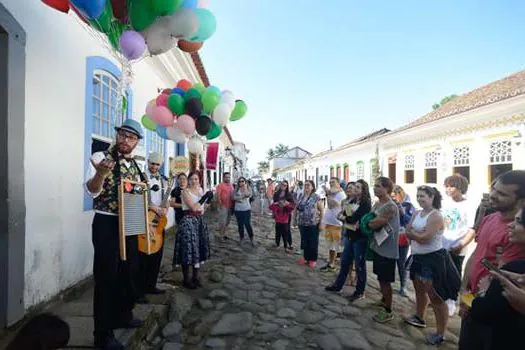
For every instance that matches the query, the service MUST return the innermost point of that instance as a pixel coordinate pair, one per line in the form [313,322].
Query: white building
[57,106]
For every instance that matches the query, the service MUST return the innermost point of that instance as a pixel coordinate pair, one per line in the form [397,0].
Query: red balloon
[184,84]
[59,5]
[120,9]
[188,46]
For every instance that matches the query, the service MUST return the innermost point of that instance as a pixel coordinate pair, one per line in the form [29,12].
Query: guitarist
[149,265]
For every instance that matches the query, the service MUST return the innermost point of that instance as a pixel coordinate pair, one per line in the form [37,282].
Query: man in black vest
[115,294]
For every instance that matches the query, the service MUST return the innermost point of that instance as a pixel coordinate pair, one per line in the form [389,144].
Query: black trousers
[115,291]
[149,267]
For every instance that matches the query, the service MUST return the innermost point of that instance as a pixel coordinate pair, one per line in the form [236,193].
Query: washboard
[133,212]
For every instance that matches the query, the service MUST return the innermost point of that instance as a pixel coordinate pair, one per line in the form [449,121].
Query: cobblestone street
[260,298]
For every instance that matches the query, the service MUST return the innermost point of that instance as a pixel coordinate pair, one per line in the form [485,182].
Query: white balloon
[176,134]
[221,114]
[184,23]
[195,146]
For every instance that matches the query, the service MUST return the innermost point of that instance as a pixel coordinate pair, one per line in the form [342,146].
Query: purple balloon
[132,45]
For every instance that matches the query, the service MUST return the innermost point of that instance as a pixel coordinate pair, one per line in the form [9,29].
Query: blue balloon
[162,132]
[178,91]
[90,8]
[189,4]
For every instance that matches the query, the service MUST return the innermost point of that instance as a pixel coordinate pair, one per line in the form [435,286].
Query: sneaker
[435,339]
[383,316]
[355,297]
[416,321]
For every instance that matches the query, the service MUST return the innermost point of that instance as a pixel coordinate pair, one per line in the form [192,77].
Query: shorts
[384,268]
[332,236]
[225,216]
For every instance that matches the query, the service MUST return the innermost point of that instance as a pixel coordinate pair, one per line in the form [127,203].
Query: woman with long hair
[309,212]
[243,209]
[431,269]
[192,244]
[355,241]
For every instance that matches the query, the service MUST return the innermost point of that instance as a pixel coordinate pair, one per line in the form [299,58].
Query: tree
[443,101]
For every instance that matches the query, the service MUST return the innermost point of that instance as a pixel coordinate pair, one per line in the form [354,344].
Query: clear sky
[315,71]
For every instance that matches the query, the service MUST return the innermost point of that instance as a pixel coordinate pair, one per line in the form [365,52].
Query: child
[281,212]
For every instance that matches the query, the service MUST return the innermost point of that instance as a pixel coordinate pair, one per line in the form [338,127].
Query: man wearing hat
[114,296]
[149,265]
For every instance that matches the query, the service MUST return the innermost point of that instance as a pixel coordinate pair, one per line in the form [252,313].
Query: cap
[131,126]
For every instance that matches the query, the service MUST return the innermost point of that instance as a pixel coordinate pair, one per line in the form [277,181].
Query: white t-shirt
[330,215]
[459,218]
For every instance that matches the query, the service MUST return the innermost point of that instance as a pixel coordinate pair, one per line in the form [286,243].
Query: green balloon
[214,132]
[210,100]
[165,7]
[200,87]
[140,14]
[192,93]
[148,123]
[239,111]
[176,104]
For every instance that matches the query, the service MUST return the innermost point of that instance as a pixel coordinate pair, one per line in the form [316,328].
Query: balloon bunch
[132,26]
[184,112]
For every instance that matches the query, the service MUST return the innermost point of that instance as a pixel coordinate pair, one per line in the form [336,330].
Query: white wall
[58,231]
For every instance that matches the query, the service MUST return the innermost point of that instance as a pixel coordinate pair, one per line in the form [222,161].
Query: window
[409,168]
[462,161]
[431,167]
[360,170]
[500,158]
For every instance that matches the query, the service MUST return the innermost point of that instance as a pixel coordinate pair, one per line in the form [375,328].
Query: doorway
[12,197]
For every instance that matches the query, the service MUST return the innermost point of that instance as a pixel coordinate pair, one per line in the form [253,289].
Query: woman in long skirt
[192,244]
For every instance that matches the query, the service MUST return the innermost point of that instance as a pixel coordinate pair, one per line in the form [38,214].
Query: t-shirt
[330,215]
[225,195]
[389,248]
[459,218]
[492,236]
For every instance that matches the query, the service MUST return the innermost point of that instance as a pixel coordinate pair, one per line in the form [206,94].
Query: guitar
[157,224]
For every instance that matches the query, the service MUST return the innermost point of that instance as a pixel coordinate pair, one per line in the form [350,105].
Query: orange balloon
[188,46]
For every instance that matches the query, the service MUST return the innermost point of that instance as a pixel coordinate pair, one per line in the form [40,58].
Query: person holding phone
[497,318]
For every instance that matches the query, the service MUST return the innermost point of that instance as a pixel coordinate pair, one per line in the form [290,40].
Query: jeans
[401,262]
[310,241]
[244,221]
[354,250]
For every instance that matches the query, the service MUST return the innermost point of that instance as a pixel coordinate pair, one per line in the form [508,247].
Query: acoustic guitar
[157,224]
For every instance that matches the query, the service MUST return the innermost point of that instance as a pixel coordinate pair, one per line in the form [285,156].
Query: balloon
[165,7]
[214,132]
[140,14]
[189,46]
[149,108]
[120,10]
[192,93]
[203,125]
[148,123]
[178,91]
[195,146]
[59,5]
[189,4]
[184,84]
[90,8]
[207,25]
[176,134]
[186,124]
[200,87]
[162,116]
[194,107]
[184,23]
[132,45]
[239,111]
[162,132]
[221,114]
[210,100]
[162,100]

» **Goal**:
Starting at the line that contains "the form [38,214]." and ending after the last entry, write those lines out again with their requests, and shift every coordinate pair given as an answer by adding 110 to each of its numbers. Leave the requests and the coordinate pairs in their format samples unchanged.

» **Exercise answer**:
For every instance that matches the query, the service MUST return the innermost point of that instance as a pixel coordinate pair, one per line in the form [38,214].
Query: t-shirt
[440,325]
[335,305]
[499,358]
[569,328]
[602,346]
For every instance that matches the query, the service MUST return the innermost point of that instance as a pixel coordinate pair, one per line in the form [206,94].
Query: guitar
[267,334]
For every instance that matches the query, the service MUST return the innermost point of that instance as a pixel coordinate pair, one per line in the form [350,105].
Query: orange balloon
[298,156]
For every instance that matches the query, the service MUST return the innermost point of that instance as a pixel coordinate pair, one per line in the form [40,58].
Query: person holding phone
[607,428]
For every instance that matches the query, the service MUST return the innermost point of that instance as a pixel coordinate pair, one per line in the form [290,40].
Query: jeans
[511,372]
[420,351]
[354,331]
[464,360]
For every instance that matches the query, the service MUST return the innermost point of that instance as a pixel coordinate pair, one per line in the form [508,247].
Query: acoustic guitar
[267,334]
For every instance that matches the query, the service MUST return the innermost point of that instance as a pixel coordinate pair, one per line in the form [285,156].
Query: balloon
[275,117]
[324,242]
[250,124]
[299,156]
[259,218]
[230,120]
[302,203]
[313,235]
[258,233]
[288,201]
[305,256]
[169,115]
[299,114]
[294,194]
[200,118]
[317,135]
[286,244]
[296,234]
[310,197]
[272,226]
[304,217]
[294,133]
[242,155]
[349,221]
[272,242]
[331,224]
[320,210]
[272,210]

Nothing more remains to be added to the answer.